▶ _GIVEN TEXT_
BOOK YOUR SEAT : i.delgado@belco.fr ou training@belco.fr


Your trainer : Iza Delgado

Iza Delgado, a Communications graduate from Universidad de Lima in Peru, has been living in Europe for 17 years, gaining experience in the culinary scenes of Barcelona and Berlin. In the latter, she began her career as a chocolate maker, developing the Bean-to-Bar line for the renowned organic ice cream company Rosa Canina. A few months ago, she left Berlin to join our team at Belco and develop the cacao training center.


Objective

1. Hands on chocolate making, this course offers the full experience of developing a recipe of dark chocolate going thoroughly through every step of the process. With a fully equipped lab, participants will be divided into two groups and have the possibility of choosing different roasting methods and grinding approaches to achieve a final product. Towards the end of the sessions participants will have the opportunity to compare results.


2. In addition, participants will leave the course having enough knowledge to make a conscious decision regarding the approach they want to choose for their own projects, given the fact that we will be analyzing through critical thinking different parts of the production chain such as: origin and history, sourcing, quality control, active chocolate making all the way through packaging and distribution.


Program

Day ONE:

  • Introduction to Belco. 
  • Introduction of the group, getting to know potential projects or ideas. Creation of working teams for the rest of the sessions.
  • First approach to cacao beans: defining physical appearance and quality.
  • Roasting seminar with our Roaster trainer and Quality Grader Denis Mialocq.
  • Understanding the differences between oven and roaster and defining a roasting profile for each team.
  • Hands-on roasting.

▶ _STATED TASK A_
Could you render the listing lines, from the line with "Can you spot any blue semi" to the line with "430 196 450 211", as a numbered list with the blank lines left out?

▶ _DATASET_
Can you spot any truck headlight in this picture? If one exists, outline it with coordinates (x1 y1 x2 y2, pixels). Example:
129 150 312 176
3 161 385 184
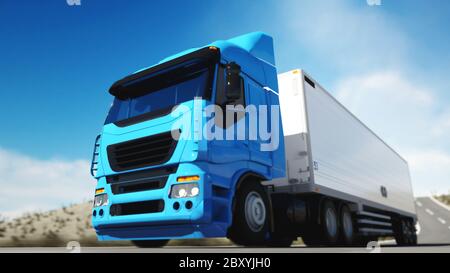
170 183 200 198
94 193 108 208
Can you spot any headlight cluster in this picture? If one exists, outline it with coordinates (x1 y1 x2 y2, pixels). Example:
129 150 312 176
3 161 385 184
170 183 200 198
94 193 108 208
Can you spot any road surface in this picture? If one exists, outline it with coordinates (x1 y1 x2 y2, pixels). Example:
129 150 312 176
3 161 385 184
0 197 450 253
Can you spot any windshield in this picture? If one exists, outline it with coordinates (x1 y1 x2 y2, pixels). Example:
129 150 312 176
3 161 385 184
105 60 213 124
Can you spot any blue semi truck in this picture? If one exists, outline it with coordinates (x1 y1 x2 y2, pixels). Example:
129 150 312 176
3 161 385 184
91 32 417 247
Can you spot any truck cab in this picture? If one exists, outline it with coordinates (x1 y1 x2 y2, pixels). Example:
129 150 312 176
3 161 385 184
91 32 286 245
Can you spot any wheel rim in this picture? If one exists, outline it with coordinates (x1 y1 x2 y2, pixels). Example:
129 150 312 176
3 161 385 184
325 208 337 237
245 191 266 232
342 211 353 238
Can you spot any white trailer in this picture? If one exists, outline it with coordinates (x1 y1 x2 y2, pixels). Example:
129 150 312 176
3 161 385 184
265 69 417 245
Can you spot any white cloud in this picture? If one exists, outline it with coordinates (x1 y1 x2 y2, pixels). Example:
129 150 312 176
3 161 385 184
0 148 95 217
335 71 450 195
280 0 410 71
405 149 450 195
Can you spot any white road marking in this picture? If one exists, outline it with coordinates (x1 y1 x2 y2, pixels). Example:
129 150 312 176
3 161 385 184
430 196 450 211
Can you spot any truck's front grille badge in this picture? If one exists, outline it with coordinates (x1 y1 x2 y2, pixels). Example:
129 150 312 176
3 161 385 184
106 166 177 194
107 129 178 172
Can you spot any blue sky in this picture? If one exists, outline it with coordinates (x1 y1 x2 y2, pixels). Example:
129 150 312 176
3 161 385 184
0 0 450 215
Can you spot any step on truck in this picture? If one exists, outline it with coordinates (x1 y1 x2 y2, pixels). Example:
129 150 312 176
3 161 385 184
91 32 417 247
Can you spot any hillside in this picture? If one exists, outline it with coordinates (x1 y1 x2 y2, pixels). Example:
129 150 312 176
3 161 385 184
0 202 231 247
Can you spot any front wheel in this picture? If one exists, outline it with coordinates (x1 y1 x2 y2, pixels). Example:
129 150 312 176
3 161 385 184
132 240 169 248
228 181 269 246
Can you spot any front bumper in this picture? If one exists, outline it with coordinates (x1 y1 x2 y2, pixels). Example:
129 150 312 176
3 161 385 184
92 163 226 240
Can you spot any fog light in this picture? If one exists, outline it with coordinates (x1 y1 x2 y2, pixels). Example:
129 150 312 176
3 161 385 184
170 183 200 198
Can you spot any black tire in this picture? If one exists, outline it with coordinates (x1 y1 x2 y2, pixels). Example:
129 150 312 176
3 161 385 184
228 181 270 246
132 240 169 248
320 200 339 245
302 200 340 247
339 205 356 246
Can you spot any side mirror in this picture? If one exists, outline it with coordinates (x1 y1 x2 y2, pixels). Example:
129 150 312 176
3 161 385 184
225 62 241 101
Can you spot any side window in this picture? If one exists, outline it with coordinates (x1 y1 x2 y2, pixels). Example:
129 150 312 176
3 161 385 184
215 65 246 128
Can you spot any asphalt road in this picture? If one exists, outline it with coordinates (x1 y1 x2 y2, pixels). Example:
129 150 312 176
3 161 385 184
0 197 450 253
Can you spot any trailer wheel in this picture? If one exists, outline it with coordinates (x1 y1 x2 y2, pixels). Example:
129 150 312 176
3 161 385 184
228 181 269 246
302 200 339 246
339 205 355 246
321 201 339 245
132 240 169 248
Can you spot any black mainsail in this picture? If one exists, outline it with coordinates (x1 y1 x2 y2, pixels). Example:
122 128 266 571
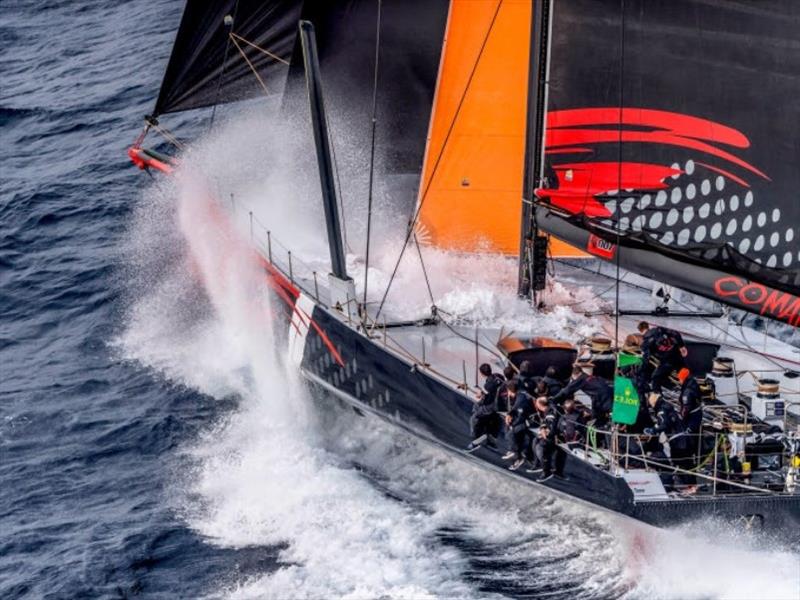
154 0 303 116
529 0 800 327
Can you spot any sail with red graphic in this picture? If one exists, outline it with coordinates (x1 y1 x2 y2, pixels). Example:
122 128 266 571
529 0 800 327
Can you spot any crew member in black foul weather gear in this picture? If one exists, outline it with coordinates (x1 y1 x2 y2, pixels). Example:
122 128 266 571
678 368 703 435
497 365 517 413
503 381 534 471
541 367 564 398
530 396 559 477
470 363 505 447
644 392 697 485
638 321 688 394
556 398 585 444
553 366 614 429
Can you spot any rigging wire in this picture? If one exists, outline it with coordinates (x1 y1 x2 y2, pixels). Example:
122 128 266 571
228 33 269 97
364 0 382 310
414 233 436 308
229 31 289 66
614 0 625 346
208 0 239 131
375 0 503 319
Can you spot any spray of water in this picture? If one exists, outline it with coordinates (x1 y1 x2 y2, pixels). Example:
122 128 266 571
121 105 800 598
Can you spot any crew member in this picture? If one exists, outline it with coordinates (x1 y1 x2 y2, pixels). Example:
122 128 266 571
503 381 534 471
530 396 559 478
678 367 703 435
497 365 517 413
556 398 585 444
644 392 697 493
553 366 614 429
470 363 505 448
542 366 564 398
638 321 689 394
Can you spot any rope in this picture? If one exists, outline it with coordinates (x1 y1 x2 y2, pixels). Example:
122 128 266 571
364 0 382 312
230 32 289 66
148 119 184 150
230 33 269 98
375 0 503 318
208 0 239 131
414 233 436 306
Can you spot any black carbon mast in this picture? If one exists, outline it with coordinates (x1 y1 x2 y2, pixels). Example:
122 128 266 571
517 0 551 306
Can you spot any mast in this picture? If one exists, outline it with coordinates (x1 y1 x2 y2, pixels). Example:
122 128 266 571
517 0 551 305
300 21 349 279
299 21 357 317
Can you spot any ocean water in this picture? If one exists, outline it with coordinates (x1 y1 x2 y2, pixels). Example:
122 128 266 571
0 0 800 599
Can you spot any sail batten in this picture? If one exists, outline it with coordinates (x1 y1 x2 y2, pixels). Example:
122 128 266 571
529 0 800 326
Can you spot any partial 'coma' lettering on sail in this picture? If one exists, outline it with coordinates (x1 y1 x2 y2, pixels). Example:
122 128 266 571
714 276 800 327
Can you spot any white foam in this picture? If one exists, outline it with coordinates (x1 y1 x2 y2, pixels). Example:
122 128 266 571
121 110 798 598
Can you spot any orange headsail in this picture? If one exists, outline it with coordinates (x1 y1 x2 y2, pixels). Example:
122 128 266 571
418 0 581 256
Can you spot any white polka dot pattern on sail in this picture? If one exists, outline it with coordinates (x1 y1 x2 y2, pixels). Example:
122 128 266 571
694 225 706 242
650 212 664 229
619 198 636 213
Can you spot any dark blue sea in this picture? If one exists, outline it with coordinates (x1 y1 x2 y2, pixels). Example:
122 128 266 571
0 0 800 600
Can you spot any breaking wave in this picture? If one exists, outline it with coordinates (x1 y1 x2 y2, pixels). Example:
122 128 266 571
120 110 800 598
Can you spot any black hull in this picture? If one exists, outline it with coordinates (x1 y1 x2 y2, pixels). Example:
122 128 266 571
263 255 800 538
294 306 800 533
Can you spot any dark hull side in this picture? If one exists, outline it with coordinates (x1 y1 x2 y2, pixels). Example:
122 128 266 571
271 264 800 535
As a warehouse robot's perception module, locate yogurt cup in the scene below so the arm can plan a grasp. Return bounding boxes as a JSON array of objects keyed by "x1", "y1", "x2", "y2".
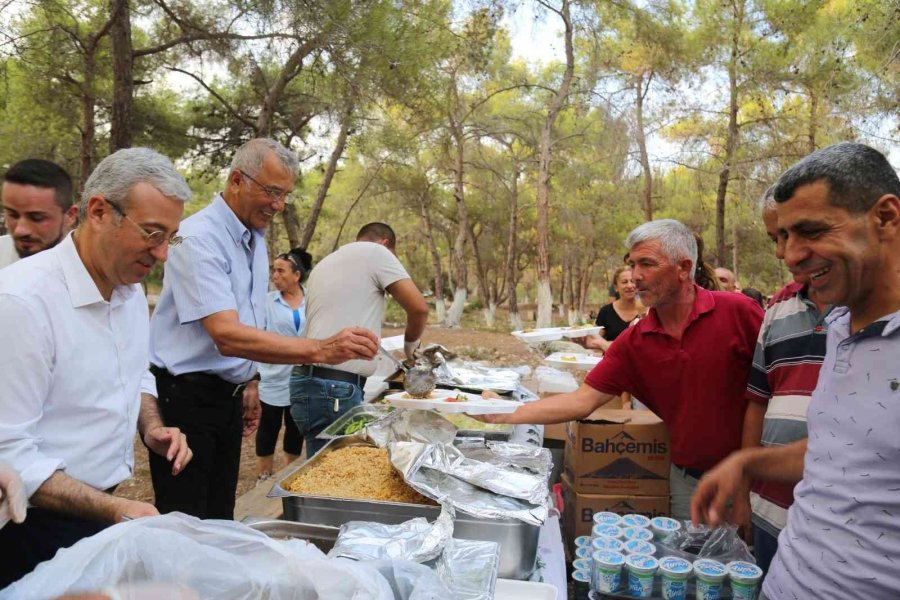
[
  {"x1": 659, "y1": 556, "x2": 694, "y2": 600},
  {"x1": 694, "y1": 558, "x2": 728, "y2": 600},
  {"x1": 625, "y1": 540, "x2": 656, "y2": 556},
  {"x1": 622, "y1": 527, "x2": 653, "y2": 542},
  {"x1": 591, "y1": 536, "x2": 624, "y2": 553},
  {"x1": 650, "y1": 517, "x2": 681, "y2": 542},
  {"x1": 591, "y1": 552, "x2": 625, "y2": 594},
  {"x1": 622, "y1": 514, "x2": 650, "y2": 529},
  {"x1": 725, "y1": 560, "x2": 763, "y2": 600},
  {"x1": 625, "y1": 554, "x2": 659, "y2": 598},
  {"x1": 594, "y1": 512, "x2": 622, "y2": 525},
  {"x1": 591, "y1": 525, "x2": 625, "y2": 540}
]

▶ _STATED TASK B_
Can you give the chocolate course description again from "2. In addition, participants" to "Grader Denis Mialocq.", updated so that "critical thinking" reads "careful analysis"?

▶ _WRITTEN SOLUTION A_
1. Can you spot any blue semi truck in this picture? If one exists, outline it with coordinates (x1 y1 x2 y2, pixels). Example:
2. 129 150 312 176
3. 3 161 385 184
4. 91 32 417 247
5. Can you spot any truck cab in this picture? If one exists, outline it with coordinates (x1 y1 x2 y2, pixels). Example:
6. 129 150 312 176
7. 3 161 385 184
8. 91 32 286 245
9. Can you spot any wheel rim in this picture? If one exists, outline it with coordinates (x1 y1 x2 y2, pixels). Example:
10. 129 150 312 176
11. 3 161 385 184
12. 325 208 337 237
13. 245 191 266 232
14. 342 211 353 238
15. Can you spot any white trailer in this picture? If one exists, outline it with coordinates (x1 y1 x2 y2, pixels). Example:
16. 129 150 312 176
17. 3 161 385 184
18. 265 69 417 245
19. Can you spot any white cloud in this picture? If one exists, outline it with coordinates (x1 y1 x2 y2, pixels). Example:
20. 129 150 312 176
21. 3 161 385 184
22. 0 148 95 217
23. 335 71 450 195
24. 280 0 410 71
25. 405 149 450 195
26. Can you spot any white road marking in this picture? If one exists, outline it with coordinates (x1 y1 x2 y2, pixels). Example:
27. 129 150 312 176
28. 3 161 385 184
29. 430 196 450 211

▶ _WRITTEN SOLUTION B_
2. In addition, participants will leave the course having enough knowledge to make a conscious decision regarding the approach they want to choose for their own projects, given the fact that we will be analyzing through careful analysis different parts of the production chain such as: origin and history, sourcing, quality control, active chocolate making all the way through packaging and distribution.


Program

Day ONE:

  • Introduction to Belco. 
  • Introduction of the group, getting to know potential projects or ideas. Creation of working teams for the rest of the sessions.
  • First approach to cacao beans: defining physical appearance and quality.
  • Roasting seminar with our Roaster trainer and Quality Grader Denis Mialocq.